* **Exercise**:
In full and without edits, write out the data that follows.

* **Extracted information**:
··········
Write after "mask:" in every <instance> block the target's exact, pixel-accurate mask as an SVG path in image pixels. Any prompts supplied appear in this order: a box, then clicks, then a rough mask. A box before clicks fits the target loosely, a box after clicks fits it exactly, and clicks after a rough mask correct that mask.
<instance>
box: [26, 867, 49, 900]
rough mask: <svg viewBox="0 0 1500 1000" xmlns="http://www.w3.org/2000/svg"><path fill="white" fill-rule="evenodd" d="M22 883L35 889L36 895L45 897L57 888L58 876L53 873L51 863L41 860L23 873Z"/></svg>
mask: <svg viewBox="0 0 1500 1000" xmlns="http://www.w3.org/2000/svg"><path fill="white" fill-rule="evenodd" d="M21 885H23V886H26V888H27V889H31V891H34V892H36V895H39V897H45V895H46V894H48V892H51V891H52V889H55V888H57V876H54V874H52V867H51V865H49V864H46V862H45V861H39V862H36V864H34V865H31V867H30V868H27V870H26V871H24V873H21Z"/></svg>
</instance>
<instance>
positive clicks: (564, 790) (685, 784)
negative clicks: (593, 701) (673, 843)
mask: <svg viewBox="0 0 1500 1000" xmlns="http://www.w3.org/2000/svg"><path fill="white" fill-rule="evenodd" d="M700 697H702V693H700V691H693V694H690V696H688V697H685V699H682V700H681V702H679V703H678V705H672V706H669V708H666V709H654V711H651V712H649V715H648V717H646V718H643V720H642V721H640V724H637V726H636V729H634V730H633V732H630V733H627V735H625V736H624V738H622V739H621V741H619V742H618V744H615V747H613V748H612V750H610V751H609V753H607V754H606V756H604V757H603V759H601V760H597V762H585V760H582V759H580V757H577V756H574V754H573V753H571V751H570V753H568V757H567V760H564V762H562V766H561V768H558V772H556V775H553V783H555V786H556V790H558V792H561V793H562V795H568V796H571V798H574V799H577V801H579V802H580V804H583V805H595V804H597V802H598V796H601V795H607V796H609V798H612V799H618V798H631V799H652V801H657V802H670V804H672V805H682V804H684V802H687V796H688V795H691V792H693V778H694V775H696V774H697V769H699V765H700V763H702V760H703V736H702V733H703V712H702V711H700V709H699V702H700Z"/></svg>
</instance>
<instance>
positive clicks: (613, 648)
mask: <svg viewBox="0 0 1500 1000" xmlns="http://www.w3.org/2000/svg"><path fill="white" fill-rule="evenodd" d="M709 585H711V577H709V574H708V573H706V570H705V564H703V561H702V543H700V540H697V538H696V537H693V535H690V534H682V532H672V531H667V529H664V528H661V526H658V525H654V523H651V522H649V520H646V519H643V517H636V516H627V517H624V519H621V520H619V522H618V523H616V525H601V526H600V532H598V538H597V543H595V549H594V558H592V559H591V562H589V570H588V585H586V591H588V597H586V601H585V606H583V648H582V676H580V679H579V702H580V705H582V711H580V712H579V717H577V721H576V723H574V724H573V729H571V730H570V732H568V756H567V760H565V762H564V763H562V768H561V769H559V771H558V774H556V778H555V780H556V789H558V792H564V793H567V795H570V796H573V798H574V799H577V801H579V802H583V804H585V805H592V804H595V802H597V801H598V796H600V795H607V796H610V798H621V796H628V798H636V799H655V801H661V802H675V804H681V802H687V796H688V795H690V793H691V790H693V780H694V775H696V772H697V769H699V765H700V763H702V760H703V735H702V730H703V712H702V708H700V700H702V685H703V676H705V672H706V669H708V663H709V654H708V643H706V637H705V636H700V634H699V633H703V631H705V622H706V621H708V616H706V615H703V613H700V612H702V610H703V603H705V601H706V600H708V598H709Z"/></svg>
··········
* **Output below**:
Write after "mask:" in every <instance> block the target's exact, pixel-accurate mask as an SVG path in image pixels. Any prompts supplied appear in this order: a box, then clicks, then a rough mask. A box before clicks fits the target loosely, a box after clicks fits it exactly, and clicks after a rough mask correct that mask.
<instance>
box: [26, 867, 49, 900]
rough mask: <svg viewBox="0 0 1500 1000" xmlns="http://www.w3.org/2000/svg"><path fill="white" fill-rule="evenodd" d="M22 883L35 889L36 895L45 897L57 888L58 876L53 873L51 863L41 860L23 873Z"/></svg>
mask: <svg viewBox="0 0 1500 1000" xmlns="http://www.w3.org/2000/svg"><path fill="white" fill-rule="evenodd" d="M21 885H23V886H26V888H27V889H31V891H34V892H36V895H39V897H45V895H46V894H48V892H51V891H52V889H55V888H57V876H54V874H52V867H51V865H49V864H46V862H45V861H39V862H36V864H34V865H31V867H30V868H27V870H26V871H24V873H21Z"/></svg>
</instance>
<instance>
positive clicks: (564, 790) (685, 784)
negative clicks: (593, 701) (673, 843)
mask: <svg viewBox="0 0 1500 1000" xmlns="http://www.w3.org/2000/svg"><path fill="white" fill-rule="evenodd" d="M700 697H702V693H700V691H693V694H690V696H688V697H685V699H682V700H681V702H679V703H678V705H672V706H669V708H666V709H654V711H651V712H649V715H648V717H646V718H643V720H642V721H640V724H637V726H636V729H634V730H633V732H630V733H627V735H625V736H624V738H622V739H621V741H619V742H618V744H615V747H613V748H612V750H610V751H609V753H607V754H606V756H604V757H603V759H601V760H597V762H585V760H582V759H580V757H577V756H574V754H573V753H571V751H570V753H568V757H567V760H564V762H562V766H561V768H558V772H556V775H553V783H555V786H556V790H558V792H561V793H562V795H568V796H571V798H574V799H577V801H579V802H580V804H583V805H595V804H597V802H598V796H601V795H607V796H609V798H612V799H618V798H631V799H652V801H657V802H670V804H672V805H682V804H684V802H687V796H688V795H691V792H693V778H694V775H696V774H697V769H699V765H700V763H702V760H703V736H702V733H703V712H702V711H700V709H699V702H700Z"/></svg>
</instance>
<instance>
positive clicks: (613, 648)
mask: <svg viewBox="0 0 1500 1000" xmlns="http://www.w3.org/2000/svg"><path fill="white" fill-rule="evenodd" d="M709 585H711V577H709V574H708V573H706V570H705V564H703V561H702V543H700V540H697V538H696V537H693V535H690V534H682V532H672V531H667V529H664V528H661V526H658V525H654V523H651V522H649V520H646V519H643V517H636V516H627V517H624V519H621V520H619V522H618V523H616V525H601V526H600V532H598V538H597V543H595V549H594V558H592V559H591V562H589V570H588V585H586V591H588V597H586V601H585V606H583V648H582V676H580V679H579V702H580V705H582V711H580V712H579V717H577V721H576V723H574V724H573V729H571V730H570V732H568V756H567V760H565V762H564V763H562V768H561V769H559V771H558V774H556V778H555V780H556V789H558V792H564V793H567V795H570V796H573V798H574V799H577V801H579V802H583V804H585V805H592V804H595V802H597V801H598V796H600V795H607V796H610V798H621V796H628V798H636V799H655V801H661V802H675V804H681V802H687V796H688V795H690V793H691V790H693V780H694V775H696V772H697V769H699V765H700V763H702V760H703V735H702V730H703V712H702V708H700V700H702V685H703V676H705V672H706V669H708V663H709V654H708V643H706V637H705V636H700V634H699V633H703V631H705V622H706V621H708V616H706V615H703V613H700V612H702V610H703V603H705V601H706V600H708V598H709Z"/></svg>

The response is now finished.